C’est trois jours de programmation intense qui s’annoncent au Cratère du 26 au 28 avril. Ce « Temps fort » autour des cultures tsiganes propose de nombreux spectacles, moments conviviaux, ateliers ou encore expositions. Organisé en collaboration avec deux associations tsiganes et un centre social, il invite comédiens, musiciens, danseurs, à faire découvrir au public la richesse des cultures tsiganes grâce une programmation en grande partie gratuite. 

Flamenco
Le flamenco est mis particulièrement à l’honneur, avec trois spectacles de danse et des ateliers animés par Eva Luisa. La danseuse flamenca se produira dès le vendredi soir sur la scène du Cratère avec son Flamenco por dentro, mais aussi le dimanche sur le parvis du théâtre. Dans Ces gens-là, de la Cie d’un jour, Eva Luisa et Adelaïde Motte incarnent la beauté des textes du slammeur Luis Ruiz dans une chorégraphie entre flamenco et danse contemporaine signée Geneviève Choukroune. D’origine tsigane ou non, les danseur.euse.s et musicien.ne.s donneront un aperçu de la diversité qu’il existe dans la pratique du flamenco, que ce soit dans la proximité avec la tradition avec Melizzo Doble de Israel Gálvan et Niño de Elche, ou avec une touche plus moderne avec le concert de Maël Goldwaser et Arthur Bacon

Littérature rom
Mais le flamenco n’est pas le seul art à être représenté lors de ce festival : la littérature rom est aussi mise en avant avec deux lectures de la conteuse Nouka Maximoff, inspirées par des récits traditionnels et des histoires vécues. La première, Chez nous les roms, est plutôt destinée à un jeune public, tandis que les plus grands sont conviés pour Le peuple de la nuit, qui aura lieu un peu plus tard dans l’après-midi (médiathèque Alphonse Daudet, 10h30 et 15h).
□ □ □ □
Consignes —
1. Citez le texte sur les cultures tsiganes de « C’est trois jours » à « grande partie gratuite. ».
2. Prolongez le texte sur les cultures tsiganes à partir de sa dernière phrase.
Les entrées qui suivent ne sont pas nécessaires.

Extrait des données —
□ □ □ □
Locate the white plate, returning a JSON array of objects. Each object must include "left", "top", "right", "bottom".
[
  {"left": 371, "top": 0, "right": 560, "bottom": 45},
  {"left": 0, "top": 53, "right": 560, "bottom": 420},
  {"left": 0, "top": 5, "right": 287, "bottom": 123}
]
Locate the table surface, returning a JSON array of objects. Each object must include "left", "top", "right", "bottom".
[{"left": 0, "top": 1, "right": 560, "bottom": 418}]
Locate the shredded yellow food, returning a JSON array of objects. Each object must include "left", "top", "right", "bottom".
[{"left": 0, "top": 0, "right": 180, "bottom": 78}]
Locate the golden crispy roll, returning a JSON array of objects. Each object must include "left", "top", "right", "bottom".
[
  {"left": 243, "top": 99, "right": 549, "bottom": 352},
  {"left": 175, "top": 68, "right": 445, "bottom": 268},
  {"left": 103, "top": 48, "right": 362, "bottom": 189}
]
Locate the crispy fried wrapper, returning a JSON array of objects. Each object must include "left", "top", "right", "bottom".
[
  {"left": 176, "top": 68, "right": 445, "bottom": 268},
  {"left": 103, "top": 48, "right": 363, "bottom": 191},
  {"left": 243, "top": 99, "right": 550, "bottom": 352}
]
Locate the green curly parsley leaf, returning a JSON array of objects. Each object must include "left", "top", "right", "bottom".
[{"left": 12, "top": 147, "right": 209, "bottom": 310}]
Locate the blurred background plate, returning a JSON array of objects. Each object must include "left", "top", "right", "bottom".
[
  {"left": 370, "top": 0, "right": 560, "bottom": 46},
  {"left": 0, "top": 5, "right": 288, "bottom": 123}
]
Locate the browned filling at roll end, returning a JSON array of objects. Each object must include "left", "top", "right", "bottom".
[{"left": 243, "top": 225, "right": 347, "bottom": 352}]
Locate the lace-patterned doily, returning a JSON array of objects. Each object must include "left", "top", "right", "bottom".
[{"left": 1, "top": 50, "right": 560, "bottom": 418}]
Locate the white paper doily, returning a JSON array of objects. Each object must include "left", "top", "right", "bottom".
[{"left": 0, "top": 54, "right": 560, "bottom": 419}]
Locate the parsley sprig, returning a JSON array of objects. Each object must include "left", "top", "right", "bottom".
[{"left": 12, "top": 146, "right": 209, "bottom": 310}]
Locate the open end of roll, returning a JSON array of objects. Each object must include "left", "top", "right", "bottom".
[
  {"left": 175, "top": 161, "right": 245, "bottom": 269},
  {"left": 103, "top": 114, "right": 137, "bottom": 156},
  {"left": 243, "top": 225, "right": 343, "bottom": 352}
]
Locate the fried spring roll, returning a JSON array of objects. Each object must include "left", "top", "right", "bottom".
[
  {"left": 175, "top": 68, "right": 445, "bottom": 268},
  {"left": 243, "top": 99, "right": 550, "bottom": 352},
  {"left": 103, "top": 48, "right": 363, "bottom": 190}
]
□ □ □ □
Réponses —
1.
C’est trois jours de programmation intense qui s’annoncent au Cratère du 26 au 28 avril. Ce « Temps fort » autour des cultures tsiganes propose de nombreux spectacles, moments conviviaux, ateliers ou encore expositions. Organisé en collaboration avec deux associations tsiganes et un centre social, il invite comédiens, musiciens, danseurs, à faire découvrir au public la richesse des cultures tsiganes grâce une programmation en grande partie gratuite.

2.
La conteuse est la fille de Matéo Maximoff, l’un des auteurs roms les plus prolifiques et les plus traduits, dont la vie est le sujet d’une des cinq expositions gratuites présentées dans le hall du Cratère au cours de ce Temps Fort. Celles-ci abordent plusieurs pans des cultures roms et gitanes, du pèlerinage de Sainte Sara aux vêtements traditionnels, en passant par les expériences de vie d’artistes, telle celle du photographe et slammeur Luis Ruiz.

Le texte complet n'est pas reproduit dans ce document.